→ **WORK REQUIRED**:
Please rewrite every line of the records below as a Markdown table with two columns, "Number" for the row number and "Content" for the line, skipping blank lines and leaving out the pictures.

↓

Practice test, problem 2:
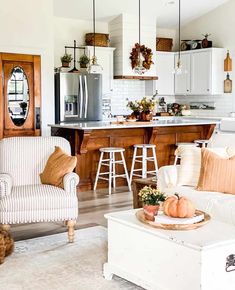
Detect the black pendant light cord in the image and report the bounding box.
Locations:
[93,0,96,57]
[139,0,141,45]
[179,0,181,61]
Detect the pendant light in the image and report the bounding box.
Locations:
[89,0,103,73]
[134,0,146,75]
[174,0,186,74]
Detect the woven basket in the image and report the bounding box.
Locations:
[85,33,109,47]
[156,37,173,51]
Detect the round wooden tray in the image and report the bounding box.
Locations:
[136,209,211,231]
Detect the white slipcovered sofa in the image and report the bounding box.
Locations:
[158,119,235,225]
[0,137,79,242]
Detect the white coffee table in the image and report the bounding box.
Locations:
[104,210,235,290]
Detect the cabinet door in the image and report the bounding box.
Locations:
[88,47,113,96]
[175,53,190,95]
[156,53,175,96]
[191,51,212,95]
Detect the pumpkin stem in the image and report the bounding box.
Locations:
[175,192,180,199]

↑

→ **OUTPUT OF THE TASK**:
| Number | Content |
|---|---|
| 1 | Practice test, problem 2: |
| 2 | Detect the black pendant light cord in the image and report the bounding box. |
| 3 | Locations: |
| 4 | [93,0,96,57] |
| 5 | [139,0,141,45] |
| 6 | [179,0,181,61] |
| 7 | Detect the pendant light in the image and report the bounding box. |
| 8 | Locations: |
| 9 | [89,0,103,73] |
| 10 | [134,0,146,75] |
| 11 | [174,0,186,74] |
| 12 | Detect the woven basket in the image and report the bounding box. |
| 13 | Locations: |
| 14 | [85,33,109,47] |
| 15 | [156,37,173,51] |
| 16 | Detect the round wooden tray in the image and report the bounding box. |
| 17 | Locations: |
| 18 | [136,209,211,231] |
| 19 | Detect the white slipcovered sofa in the image and report the bounding box. |
| 20 | Locations: |
| 21 | [158,119,235,225] |
| 22 | [0,137,79,242] |
| 23 | Detect the white coffee table in the image and report the bounding box. |
| 24 | Locations: |
| 25 | [104,210,235,290] |
| 26 | Detect the cabinet door in the image and report the bounding box. |
| 27 | Locations: |
| 28 | [88,47,113,96] |
| 29 | [175,53,190,95] |
| 30 | [156,53,175,96] |
| 31 | [191,51,212,95] |
| 32 | Detect the pumpkin stem in the image and report the bounding box. |
| 33 | Locations: |
| 34 | [175,192,180,199] |